RECORD EXCERPTS START

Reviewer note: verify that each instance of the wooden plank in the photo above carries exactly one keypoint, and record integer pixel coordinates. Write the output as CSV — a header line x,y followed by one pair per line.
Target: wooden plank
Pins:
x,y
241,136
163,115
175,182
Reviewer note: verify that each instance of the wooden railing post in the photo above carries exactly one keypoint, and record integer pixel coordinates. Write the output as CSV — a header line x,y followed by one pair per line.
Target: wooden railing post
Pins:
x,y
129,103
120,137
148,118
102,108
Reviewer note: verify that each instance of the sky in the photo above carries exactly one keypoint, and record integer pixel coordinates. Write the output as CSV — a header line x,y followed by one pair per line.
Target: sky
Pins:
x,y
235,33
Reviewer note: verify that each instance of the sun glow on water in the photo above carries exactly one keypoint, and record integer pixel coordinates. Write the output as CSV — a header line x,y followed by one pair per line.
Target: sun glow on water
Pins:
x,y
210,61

RECORD EXCERPTS END
RECORD EXCERPTS START

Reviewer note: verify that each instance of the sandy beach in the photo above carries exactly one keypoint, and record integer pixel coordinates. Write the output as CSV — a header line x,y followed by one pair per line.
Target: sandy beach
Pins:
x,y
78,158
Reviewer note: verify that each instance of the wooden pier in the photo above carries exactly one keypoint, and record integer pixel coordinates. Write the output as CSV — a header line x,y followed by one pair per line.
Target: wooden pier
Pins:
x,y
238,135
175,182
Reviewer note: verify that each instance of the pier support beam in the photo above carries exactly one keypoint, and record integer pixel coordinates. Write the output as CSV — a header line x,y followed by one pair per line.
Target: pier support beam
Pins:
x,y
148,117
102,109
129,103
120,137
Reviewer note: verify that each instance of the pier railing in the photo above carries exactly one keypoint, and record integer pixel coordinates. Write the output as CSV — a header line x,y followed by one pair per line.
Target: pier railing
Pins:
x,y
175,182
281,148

RECORD EXCERPTS END

> **WORK TASK**
In the entries above, locate every line with the word "post" and copy it.

> **ANSWER TO THIS PROBLEM**
Reviewer note: verify that each instance of the wooden railing post in the photo above carries exactly one keypoint, and record integer pixel coordinates. Write the output as CSV — a header line x,y followed by one pair per line.
Target: wooden railing post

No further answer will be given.